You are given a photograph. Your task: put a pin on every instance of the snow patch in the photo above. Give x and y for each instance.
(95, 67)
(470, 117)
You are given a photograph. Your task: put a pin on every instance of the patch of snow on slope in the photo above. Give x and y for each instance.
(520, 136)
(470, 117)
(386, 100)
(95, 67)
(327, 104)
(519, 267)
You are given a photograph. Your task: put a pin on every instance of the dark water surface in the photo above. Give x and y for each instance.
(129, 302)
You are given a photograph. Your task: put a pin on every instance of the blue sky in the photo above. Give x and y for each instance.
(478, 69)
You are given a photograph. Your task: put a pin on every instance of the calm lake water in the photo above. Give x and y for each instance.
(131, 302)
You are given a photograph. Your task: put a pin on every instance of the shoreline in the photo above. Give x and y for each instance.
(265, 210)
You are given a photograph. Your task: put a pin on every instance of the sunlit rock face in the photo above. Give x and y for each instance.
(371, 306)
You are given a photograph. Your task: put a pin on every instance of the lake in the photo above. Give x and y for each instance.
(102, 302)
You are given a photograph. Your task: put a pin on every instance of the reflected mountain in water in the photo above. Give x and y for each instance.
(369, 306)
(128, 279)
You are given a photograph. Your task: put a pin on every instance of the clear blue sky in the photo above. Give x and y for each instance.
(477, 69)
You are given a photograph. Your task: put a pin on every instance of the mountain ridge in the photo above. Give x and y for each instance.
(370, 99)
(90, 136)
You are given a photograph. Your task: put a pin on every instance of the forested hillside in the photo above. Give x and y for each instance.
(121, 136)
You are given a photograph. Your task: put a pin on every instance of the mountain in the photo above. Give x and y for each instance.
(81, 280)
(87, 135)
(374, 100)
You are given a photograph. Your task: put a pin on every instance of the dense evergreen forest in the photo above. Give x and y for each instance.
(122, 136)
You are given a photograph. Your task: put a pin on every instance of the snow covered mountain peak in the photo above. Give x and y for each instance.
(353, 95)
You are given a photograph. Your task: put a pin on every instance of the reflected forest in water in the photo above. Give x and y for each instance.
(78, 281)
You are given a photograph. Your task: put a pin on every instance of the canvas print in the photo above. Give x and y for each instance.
#####
THE REQUEST:
Could you write out again every line starting at the one that contains "the reflected forest" and ending at the last line of the items, with 16 added to each coordinate in the answers and all other wording left unchanged?

RESULT FOR THIS TASK:
You are given a photograph. Your task: put a pin on every instance of the reflected forest in water in the photo above. Give x and y for each instance.
(94, 297)
You are given a photograph. Your task: put a pin on every instance of the canvas print in the photo above. Give x and y for each instance.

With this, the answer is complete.